Rewrite the records from the line containing "Target: id card lanyard" through the line containing "233 61 L 230", with "Kindly give" replaced by "Please provide" and everything else unchanged.

--

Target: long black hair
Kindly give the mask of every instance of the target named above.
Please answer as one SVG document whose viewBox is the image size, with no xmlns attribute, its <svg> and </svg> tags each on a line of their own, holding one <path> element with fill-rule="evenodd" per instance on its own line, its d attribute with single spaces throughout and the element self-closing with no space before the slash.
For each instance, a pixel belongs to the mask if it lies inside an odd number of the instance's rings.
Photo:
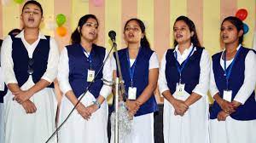
<svg viewBox="0 0 256 143">
<path fill-rule="evenodd" d="M 125 23 L 125 27 L 124 27 L 124 31 L 125 31 L 125 28 L 126 28 L 128 23 L 130 21 L 132 21 L 132 20 L 135 20 L 139 25 L 142 32 L 144 34 L 144 37 L 141 39 L 141 46 L 143 47 L 143 48 L 151 49 L 149 42 L 148 41 L 148 39 L 146 37 L 146 32 L 145 32 L 146 27 L 145 27 L 145 25 L 144 25 L 144 23 L 141 20 L 133 18 L 133 19 L 130 19 L 129 20 L 127 20 L 126 23 Z"/>
<path fill-rule="evenodd" d="M 234 25 L 239 32 L 240 31 L 244 31 L 243 30 L 243 23 L 242 21 L 235 16 L 229 16 L 226 17 L 221 23 L 221 26 L 224 21 L 230 21 L 232 25 Z M 239 43 L 242 43 L 243 42 L 243 34 L 239 37 Z"/>
<path fill-rule="evenodd" d="M 176 19 L 174 25 L 176 22 L 183 20 L 183 22 L 185 22 L 185 24 L 189 26 L 190 32 L 194 32 L 194 35 L 191 37 L 191 43 L 193 43 L 194 46 L 195 47 L 201 47 L 199 40 L 198 40 L 198 37 L 197 37 L 197 32 L 195 30 L 195 26 L 194 24 L 194 22 L 188 17 L 186 16 L 179 16 L 178 18 Z M 173 25 L 173 26 L 174 26 Z M 174 43 L 173 43 L 174 47 L 176 47 L 177 45 L 177 42 L 174 39 Z"/>
<path fill-rule="evenodd" d="M 42 8 L 42 5 L 37 2 L 37 1 L 34 1 L 34 0 L 30 0 L 30 1 L 26 1 L 26 3 L 23 5 L 23 8 L 22 8 L 22 13 L 24 11 L 24 9 L 26 5 L 28 4 L 35 4 L 36 6 L 38 6 L 39 9 L 40 9 L 40 11 L 41 11 L 41 15 L 43 16 L 43 8 Z"/>
<path fill-rule="evenodd" d="M 76 30 L 72 33 L 71 35 L 71 43 L 80 43 L 81 42 L 81 33 L 79 31 L 78 28 L 80 27 L 80 31 L 82 31 L 82 27 L 84 25 L 84 23 L 87 22 L 89 19 L 94 19 L 96 20 L 97 25 L 99 25 L 99 21 L 97 18 L 94 14 L 86 14 L 80 18 L 79 21 L 78 27 Z"/>
</svg>

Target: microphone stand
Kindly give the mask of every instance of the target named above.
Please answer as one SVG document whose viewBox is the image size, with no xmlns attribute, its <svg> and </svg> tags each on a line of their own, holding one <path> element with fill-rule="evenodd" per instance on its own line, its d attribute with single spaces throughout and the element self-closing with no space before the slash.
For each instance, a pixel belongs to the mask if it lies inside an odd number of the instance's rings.
<svg viewBox="0 0 256 143">
<path fill-rule="evenodd" d="M 122 96 L 119 97 L 119 95 L 124 95 L 125 91 L 125 86 L 124 86 L 124 81 L 123 81 L 123 76 L 122 76 L 122 72 L 121 72 L 121 66 L 120 66 L 120 61 L 119 61 L 119 57 L 118 54 L 118 50 L 117 50 L 117 45 L 115 42 L 113 42 L 113 46 L 114 47 L 115 49 L 115 56 L 116 56 L 116 63 L 118 66 L 118 73 L 119 77 L 115 77 L 115 96 L 114 96 L 114 143 L 119 142 L 119 100 L 123 100 L 124 99 Z M 120 92 L 119 89 L 120 88 Z"/>
</svg>

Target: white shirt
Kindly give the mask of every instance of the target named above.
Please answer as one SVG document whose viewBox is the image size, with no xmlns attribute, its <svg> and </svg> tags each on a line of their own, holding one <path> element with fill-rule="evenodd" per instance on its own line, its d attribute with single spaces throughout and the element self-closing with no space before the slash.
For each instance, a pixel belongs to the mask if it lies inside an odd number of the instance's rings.
<svg viewBox="0 0 256 143">
<path fill-rule="evenodd" d="M 106 60 L 108 56 L 108 52 L 106 49 L 105 58 Z M 90 53 L 84 53 L 84 55 L 86 57 L 89 57 Z M 111 60 L 108 58 L 106 61 L 106 64 L 103 66 L 102 73 L 103 73 L 103 78 L 107 81 L 112 81 L 113 80 L 113 71 L 111 69 Z M 95 73 L 96 75 L 96 73 Z M 69 83 L 69 64 L 68 64 L 68 54 L 67 48 L 63 49 L 60 56 L 60 63 L 58 67 L 58 81 L 60 84 L 61 90 L 66 94 L 67 91 L 72 90 L 71 85 Z M 85 79 L 84 79 L 85 82 Z M 111 94 L 112 87 L 108 85 L 103 84 L 102 88 L 100 91 L 100 95 L 103 96 L 105 99 Z"/>
<path fill-rule="evenodd" d="M 182 64 L 186 58 L 189 56 L 190 51 L 193 49 L 193 44 L 191 46 L 185 49 L 183 53 L 183 54 L 180 54 L 178 50 L 178 45 L 176 46 L 174 52 L 177 52 L 177 60 L 179 64 Z M 194 49 L 193 53 L 196 50 L 196 49 Z M 160 75 L 158 78 L 158 85 L 160 94 L 166 90 L 170 90 L 167 86 L 167 81 L 166 78 L 166 52 L 165 52 L 164 56 L 162 58 L 160 70 Z M 191 54 L 191 55 L 192 55 Z M 173 63 L 175 64 L 175 63 Z M 199 83 L 195 86 L 195 88 L 193 89 L 192 92 L 196 93 L 203 97 L 205 97 L 207 94 L 208 88 L 209 88 L 209 77 L 210 77 L 210 56 L 207 50 L 202 51 L 201 58 L 200 60 L 200 77 L 199 77 Z"/>
<path fill-rule="evenodd" d="M 134 64 L 135 59 L 130 59 L 131 67 Z M 155 52 L 154 52 L 149 59 L 149 66 L 148 70 L 154 69 L 154 68 L 159 68 L 159 60 L 158 57 Z M 116 71 L 116 61 L 114 58 L 112 58 L 112 69 L 113 71 Z"/>
<path fill-rule="evenodd" d="M 253 49 L 256 50 L 256 31 L 254 31 L 253 45 Z"/>
<path fill-rule="evenodd" d="M 24 37 L 24 31 L 15 36 L 15 37 L 21 38 L 21 41 L 27 50 L 28 56 L 32 57 L 33 52 L 37 48 L 40 39 L 46 39 L 45 36 L 39 32 L 38 38 L 32 43 L 29 44 Z M 12 38 L 8 36 L 3 42 L 2 51 L 1 51 L 1 65 L 3 71 L 6 84 L 9 83 L 18 83 L 15 72 L 14 72 L 14 62 L 12 59 Z M 42 79 L 44 79 L 49 83 L 52 83 L 57 75 L 57 66 L 59 60 L 59 49 L 55 39 L 50 37 L 49 40 L 49 51 L 48 57 L 47 69 Z M 30 75 L 32 76 L 32 75 Z"/>
<path fill-rule="evenodd" d="M 236 50 L 241 48 L 241 44 L 237 47 Z M 221 56 L 222 57 L 222 56 Z M 224 60 L 220 57 L 220 65 L 221 67 L 224 68 Z M 227 61 L 227 68 L 232 63 L 234 59 Z M 253 51 L 249 51 L 245 59 L 245 71 L 244 73 L 244 82 L 240 89 L 238 90 L 236 95 L 235 96 L 234 100 L 238 101 L 241 104 L 244 104 L 246 100 L 250 97 L 253 91 L 254 90 L 256 85 L 256 54 Z M 210 93 L 213 97 L 217 93 L 218 93 L 217 88 L 212 64 L 211 68 L 211 78 L 210 78 Z"/>
</svg>

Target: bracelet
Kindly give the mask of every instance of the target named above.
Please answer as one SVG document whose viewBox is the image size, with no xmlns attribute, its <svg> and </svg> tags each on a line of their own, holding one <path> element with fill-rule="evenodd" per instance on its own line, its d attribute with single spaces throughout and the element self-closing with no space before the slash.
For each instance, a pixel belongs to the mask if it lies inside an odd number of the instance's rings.
<svg viewBox="0 0 256 143">
<path fill-rule="evenodd" d="M 99 103 L 97 100 L 93 101 L 93 104 L 95 104 L 98 107 L 98 109 L 101 108 L 101 103 Z"/>
</svg>

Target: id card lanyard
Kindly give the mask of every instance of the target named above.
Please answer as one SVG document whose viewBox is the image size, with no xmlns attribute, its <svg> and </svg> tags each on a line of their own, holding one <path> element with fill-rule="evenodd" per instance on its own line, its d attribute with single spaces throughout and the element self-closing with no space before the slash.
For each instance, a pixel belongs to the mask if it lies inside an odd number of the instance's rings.
<svg viewBox="0 0 256 143">
<path fill-rule="evenodd" d="M 233 61 L 230 64 L 230 67 L 229 70 L 227 69 L 227 63 L 226 63 L 227 62 L 226 61 L 227 60 L 227 57 L 226 57 L 227 54 L 226 54 L 226 51 L 224 52 L 224 76 L 225 76 L 225 78 L 226 78 L 226 89 L 227 90 L 229 90 L 229 79 L 230 77 L 231 71 L 232 71 L 233 66 L 235 64 L 235 61 L 236 61 L 236 60 L 237 58 L 237 55 L 239 54 L 239 53 L 241 51 L 241 48 L 240 48 L 238 49 L 238 51 L 236 52 L 236 55 L 234 57 L 234 60 L 233 60 Z"/>
<path fill-rule="evenodd" d="M 177 61 L 177 51 L 175 51 L 175 58 L 176 58 L 176 66 L 177 66 L 177 70 L 179 73 L 179 81 L 178 81 L 178 84 L 181 84 L 182 83 L 182 72 L 183 70 L 184 69 L 186 64 L 188 63 L 189 61 L 189 57 L 191 56 L 193 51 L 195 49 L 195 47 L 193 47 L 192 50 L 190 51 L 189 54 L 188 55 L 188 57 L 186 58 L 185 61 L 183 64 L 182 64 L 181 67 L 179 66 L 178 65 L 178 61 Z"/>
<path fill-rule="evenodd" d="M 131 62 L 130 62 L 130 56 L 129 56 L 129 50 L 127 49 L 127 52 L 126 52 L 126 57 L 127 57 L 127 62 L 128 62 L 128 66 L 129 66 L 129 75 L 130 75 L 130 78 L 131 78 L 131 88 L 133 88 L 133 77 L 134 77 L 134 71 L 135 71 L 135 67 L 136 67 L 136 63 L 137 63 L 137 56 L 139 55 L 139 53 L 141 51 L 141 48 L 139 49 L 138 54 L 135 59 L 135 61 L 132 65 L 132 66 L 131 67 Z"/>
</svg>

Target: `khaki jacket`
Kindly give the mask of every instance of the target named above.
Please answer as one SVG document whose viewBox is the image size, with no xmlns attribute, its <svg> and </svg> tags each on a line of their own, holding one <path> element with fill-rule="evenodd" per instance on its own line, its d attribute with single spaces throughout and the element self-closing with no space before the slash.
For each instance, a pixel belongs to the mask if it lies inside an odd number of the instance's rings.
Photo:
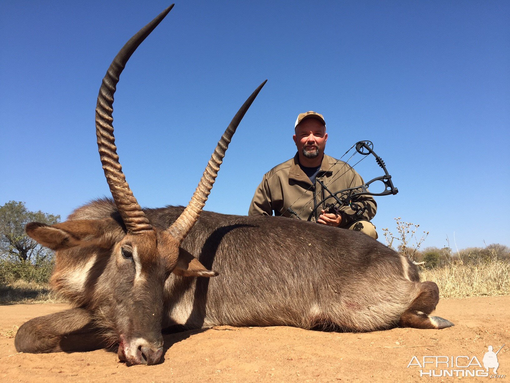
<svg viewBox="0 0 510 383">
<path fill-rule="evenodd" d="M 296 153 L 293 158 L 275 166 L 264 175 L 251 200 L 249 216 L 272 216 L 274 211 L 275 216 L 296 218 L 287 210 L 290 207 L 301 220 L 315 220 L 313 211 L 314 200 L 319 202 L 322 199 L 321 187 L 317 182 L 315 185 L 312 184 L 310 178 L 299 167 L 298 158 Z M 349 164 L 325 155 L 317 179 L 321 180 L 334 193 L 364 183 L 360 175 Z M 325 192 L 325 195 L 327 194 Z M 326 203 L 335 202 L 332 198 L 326 200 Z M 360 208 L 367 206 L 367 209 L 358 219 L 370 221 L 373 218 L 377 204 L 371 196 L 362 196 L 356 202 Z M 318 216 L 322 208 L 322 205 L 318 207 Z M 349 216 L 355 212 L 349 206 L 343 206 L 340 210 L 346 216 L 344 216 L 340 227 L 348 227 L 354 221 Z"/>
</svg>

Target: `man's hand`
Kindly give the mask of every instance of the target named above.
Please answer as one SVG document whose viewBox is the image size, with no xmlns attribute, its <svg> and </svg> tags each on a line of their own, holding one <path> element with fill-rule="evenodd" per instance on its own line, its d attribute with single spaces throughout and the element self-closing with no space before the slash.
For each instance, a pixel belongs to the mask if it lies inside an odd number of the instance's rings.
<svg viewBox="0 0 510 383">
<path fill-rule="evenodd" d="M 326 213 L 324 209 L 320 211 L 321 214 L 317 222 L 328 226 L 336 227 L 342 222 L 342 216 L 334 213 Z"/>
</svg>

--

:: THE REPLY ::
Target: id card lanyard
Please provide the mask of every instance of the target named above.
Please answer as one SVG document whose viewBox is the image size, with no xmlns attribute, its <svg> and </svg> tags each on a line of their own, holding one <path> element with fill-rule="evenodd" per instance on its own line, its d attribute with single spaces throughout and the element self-closing with no space before the slash.
For each instance, a pixel belongs to the mask if it lies inside an odd number of the instance's rings.
<svg viewBox="0 0 256 143">
<path fill-rule="evenodd" d="M 233 61 L 230 64 L 230 67 L 229 70 L 227 69 L 227 63 L 226 63 L 227 62 L 226 61 L 227 60 L 227 57 L 226 57 L 227 54 L 226 54 L 226 51 L 224 52 L 224 76 L 225 76 L 225 78 L 226 78 L 226 89 L 227 90 L 229 90 L 229 79 L 230 77 L 231 71 L 232 71 L 233 66 L 235 64 L 235 61 L 236 61 L 236 60 L 237 58 L 237 55 L 239 54 L 239 53 L 241 51 L 241 48 L 240 48 L 238 49 L 238 51 L 236 52 L 236 55 L 234 57 L 234 60 L 233 60 Z"/>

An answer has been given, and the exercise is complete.